## Begin Entries shown
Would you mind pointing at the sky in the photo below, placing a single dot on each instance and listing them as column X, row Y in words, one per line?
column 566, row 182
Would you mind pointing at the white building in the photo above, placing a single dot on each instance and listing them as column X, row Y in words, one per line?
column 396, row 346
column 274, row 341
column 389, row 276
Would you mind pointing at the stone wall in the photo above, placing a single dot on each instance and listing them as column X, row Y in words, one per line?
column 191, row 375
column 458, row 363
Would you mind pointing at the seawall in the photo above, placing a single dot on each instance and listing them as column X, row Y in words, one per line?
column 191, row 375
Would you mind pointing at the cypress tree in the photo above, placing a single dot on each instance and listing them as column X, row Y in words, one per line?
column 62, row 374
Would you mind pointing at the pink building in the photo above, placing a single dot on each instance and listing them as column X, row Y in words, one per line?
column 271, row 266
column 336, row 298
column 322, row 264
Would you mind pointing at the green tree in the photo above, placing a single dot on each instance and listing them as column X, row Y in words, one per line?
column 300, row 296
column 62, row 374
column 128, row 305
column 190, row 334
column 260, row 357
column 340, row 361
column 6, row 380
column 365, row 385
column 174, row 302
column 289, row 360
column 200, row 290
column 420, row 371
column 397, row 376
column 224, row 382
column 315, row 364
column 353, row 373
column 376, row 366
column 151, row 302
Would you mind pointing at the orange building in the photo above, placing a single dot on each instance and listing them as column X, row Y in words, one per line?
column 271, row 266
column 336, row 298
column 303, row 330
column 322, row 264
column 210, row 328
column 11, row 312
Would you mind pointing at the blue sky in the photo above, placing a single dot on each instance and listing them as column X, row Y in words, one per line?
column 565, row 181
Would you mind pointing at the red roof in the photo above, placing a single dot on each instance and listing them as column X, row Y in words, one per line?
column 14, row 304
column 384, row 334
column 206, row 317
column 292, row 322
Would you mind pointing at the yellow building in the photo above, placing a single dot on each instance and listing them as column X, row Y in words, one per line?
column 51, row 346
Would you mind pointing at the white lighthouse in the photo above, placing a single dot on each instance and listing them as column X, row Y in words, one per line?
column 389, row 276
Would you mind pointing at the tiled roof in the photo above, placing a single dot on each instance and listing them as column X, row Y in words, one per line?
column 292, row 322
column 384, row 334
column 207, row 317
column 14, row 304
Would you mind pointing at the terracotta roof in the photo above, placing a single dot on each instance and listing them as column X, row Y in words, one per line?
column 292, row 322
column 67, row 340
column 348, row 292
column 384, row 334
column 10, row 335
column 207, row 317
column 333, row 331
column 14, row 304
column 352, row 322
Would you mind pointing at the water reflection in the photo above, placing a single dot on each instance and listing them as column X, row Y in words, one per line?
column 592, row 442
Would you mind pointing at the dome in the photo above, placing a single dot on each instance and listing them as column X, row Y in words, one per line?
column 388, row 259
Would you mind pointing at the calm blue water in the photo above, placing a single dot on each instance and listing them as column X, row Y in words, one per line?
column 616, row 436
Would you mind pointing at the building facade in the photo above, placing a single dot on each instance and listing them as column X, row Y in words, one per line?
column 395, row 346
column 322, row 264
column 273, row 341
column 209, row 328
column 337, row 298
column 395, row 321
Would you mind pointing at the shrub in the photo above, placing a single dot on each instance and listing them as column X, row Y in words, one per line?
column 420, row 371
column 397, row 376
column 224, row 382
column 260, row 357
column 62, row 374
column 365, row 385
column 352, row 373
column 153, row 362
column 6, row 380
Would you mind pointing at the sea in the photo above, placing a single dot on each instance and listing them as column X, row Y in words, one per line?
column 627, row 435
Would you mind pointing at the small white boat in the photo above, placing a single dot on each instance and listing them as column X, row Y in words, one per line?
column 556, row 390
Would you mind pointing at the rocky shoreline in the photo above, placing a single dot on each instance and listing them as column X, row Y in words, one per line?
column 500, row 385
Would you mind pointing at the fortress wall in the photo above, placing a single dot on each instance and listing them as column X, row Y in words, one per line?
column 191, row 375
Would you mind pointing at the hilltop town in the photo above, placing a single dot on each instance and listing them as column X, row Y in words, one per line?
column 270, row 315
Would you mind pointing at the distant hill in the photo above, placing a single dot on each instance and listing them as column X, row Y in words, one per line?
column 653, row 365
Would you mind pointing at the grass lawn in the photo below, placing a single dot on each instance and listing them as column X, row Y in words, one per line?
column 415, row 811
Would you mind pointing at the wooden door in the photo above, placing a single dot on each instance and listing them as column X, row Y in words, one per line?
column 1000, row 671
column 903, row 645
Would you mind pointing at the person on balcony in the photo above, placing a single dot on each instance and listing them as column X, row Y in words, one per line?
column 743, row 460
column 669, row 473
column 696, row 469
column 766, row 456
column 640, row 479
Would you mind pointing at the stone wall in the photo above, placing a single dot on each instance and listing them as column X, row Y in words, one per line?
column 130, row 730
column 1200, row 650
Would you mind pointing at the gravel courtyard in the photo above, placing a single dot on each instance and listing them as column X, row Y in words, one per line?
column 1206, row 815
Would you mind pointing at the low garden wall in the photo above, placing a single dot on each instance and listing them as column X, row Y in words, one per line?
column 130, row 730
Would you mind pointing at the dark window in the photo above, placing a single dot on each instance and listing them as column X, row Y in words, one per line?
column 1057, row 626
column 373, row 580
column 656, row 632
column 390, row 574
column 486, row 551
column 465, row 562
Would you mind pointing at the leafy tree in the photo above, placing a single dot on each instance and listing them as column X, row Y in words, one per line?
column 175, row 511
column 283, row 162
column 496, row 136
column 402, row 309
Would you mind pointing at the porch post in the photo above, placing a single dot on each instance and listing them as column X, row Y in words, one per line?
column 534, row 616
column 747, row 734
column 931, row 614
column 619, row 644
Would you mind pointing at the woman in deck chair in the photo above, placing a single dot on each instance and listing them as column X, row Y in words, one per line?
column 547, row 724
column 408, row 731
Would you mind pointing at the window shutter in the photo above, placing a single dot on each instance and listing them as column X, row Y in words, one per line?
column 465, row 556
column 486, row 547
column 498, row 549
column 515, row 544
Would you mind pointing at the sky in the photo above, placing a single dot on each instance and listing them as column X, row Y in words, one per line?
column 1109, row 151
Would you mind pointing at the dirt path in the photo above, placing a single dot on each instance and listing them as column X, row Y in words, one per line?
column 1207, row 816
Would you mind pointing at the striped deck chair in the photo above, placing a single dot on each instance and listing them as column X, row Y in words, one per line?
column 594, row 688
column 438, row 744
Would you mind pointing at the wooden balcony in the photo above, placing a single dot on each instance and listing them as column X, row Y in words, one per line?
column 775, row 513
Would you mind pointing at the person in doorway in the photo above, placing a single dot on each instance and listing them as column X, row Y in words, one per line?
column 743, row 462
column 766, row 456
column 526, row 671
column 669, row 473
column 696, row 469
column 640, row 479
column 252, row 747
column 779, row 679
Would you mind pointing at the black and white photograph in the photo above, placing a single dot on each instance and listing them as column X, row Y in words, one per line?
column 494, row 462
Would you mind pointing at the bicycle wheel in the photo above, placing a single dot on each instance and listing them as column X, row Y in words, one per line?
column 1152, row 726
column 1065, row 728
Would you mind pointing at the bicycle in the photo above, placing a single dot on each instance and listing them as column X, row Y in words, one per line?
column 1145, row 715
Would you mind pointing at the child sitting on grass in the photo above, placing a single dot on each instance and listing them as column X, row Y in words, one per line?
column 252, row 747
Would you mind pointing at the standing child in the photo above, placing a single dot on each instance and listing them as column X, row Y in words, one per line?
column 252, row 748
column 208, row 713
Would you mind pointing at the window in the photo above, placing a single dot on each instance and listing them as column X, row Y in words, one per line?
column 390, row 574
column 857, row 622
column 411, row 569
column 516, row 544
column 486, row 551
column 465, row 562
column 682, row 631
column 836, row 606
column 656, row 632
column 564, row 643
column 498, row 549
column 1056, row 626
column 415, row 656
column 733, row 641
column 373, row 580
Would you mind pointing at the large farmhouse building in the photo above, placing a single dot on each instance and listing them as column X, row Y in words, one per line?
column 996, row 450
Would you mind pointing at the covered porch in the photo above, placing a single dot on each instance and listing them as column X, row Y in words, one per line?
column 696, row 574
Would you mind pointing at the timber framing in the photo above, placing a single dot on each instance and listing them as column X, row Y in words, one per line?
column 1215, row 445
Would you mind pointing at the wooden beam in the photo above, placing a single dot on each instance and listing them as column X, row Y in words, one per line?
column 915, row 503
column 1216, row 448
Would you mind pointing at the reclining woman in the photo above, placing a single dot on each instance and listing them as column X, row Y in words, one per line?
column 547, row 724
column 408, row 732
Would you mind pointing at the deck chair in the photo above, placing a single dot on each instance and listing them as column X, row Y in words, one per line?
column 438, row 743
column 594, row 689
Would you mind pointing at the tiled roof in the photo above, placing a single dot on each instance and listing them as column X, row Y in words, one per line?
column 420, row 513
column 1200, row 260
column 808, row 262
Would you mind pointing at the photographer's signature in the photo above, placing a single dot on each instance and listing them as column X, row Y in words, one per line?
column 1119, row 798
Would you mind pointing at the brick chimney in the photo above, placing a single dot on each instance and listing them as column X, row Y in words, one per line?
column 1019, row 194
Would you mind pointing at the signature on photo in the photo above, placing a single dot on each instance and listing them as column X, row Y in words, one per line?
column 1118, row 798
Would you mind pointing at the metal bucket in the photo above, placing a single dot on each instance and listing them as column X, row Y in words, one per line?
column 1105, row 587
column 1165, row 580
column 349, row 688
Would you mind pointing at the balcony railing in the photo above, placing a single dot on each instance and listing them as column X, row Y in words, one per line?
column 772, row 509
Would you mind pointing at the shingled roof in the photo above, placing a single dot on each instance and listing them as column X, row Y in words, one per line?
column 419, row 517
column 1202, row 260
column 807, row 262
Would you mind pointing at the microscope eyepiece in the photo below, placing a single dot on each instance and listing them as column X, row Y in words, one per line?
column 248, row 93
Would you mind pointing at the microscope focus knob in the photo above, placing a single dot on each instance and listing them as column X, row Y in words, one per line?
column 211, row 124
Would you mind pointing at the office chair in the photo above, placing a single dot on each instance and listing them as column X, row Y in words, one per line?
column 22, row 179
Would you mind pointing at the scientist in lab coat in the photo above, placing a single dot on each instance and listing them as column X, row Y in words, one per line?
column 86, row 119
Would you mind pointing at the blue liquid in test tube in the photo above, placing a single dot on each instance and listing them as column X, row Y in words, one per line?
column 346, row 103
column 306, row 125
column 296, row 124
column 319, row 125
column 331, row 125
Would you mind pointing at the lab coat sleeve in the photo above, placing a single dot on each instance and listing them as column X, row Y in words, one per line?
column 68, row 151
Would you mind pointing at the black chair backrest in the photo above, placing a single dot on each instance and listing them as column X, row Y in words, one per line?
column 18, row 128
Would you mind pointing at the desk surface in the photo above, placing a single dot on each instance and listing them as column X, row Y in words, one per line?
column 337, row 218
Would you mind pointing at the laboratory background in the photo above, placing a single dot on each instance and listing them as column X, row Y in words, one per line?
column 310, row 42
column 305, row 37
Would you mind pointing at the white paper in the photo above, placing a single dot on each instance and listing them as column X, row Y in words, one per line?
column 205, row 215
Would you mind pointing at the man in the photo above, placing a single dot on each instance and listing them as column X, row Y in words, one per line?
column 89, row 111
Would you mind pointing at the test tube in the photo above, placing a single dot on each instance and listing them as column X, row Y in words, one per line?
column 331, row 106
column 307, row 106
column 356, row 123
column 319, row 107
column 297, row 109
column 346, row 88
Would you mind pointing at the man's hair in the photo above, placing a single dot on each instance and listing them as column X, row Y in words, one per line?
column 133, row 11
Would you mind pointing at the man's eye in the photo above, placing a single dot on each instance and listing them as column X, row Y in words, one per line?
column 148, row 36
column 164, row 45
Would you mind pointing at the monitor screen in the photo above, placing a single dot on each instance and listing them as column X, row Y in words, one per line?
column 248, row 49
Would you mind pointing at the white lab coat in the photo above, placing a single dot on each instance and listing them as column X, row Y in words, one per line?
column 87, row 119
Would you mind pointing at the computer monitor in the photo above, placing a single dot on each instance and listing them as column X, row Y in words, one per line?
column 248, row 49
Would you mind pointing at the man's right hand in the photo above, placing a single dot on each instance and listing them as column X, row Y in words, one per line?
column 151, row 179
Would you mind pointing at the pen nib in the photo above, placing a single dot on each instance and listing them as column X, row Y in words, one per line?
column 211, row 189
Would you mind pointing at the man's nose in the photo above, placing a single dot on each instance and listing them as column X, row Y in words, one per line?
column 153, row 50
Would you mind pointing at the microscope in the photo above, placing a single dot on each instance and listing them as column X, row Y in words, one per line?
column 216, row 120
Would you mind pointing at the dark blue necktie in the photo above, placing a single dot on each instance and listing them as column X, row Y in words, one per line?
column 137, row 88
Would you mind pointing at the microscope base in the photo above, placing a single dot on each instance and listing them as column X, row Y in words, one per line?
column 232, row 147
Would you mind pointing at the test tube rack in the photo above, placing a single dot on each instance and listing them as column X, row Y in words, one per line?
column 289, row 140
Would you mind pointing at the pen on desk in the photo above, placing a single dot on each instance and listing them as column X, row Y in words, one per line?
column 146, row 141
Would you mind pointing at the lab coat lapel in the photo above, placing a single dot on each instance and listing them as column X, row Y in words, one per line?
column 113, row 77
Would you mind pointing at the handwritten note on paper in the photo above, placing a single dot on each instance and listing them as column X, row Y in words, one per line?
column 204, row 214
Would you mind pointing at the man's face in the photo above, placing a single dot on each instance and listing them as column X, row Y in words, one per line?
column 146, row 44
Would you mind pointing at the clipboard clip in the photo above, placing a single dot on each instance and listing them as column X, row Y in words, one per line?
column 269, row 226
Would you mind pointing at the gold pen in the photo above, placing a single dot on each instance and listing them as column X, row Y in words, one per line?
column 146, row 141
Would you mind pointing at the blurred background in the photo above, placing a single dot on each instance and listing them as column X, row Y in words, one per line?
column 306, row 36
## End Entries shown
Directions for this task: Please copy out, unchanged, the rows between the lines holding "Would you mind pointing at the rocky" and "column 903, row 645", inclusive.

Problem solution:
Would you mind pointing at the rocky shoreline in the photo above, placing a single dot on each instance and listing them as column X, row Y in words, one per line?
column 500, row 385
Would you mind pointing at the fortress wall in the photo above, placing a single dot on each instance and listing them as column X, row Y in words, one per line?
column 191, row 375
Would you mind pointing at the hilltop town in the photo above, placing a single dot on each instance and listing them as column X, row Y in words, one per line?
column 270, row 315
Would you mind pointing at the distant hill in the photo above, placing a single dot on each instance and listing them as column X, row Y in words, one per line?
column 653, row 365
Would you mind pointing at the grass lawn in the photo below, placing a single dot on each instance and listing them as column X, row Y in words, one per line?
column 415, row 811
Would you mind pointing at the wooden door in the photo above, placing a single dot on each instance and listing them as column X, row Y in words, one per line?
column 1000, row 671
column 903, row 645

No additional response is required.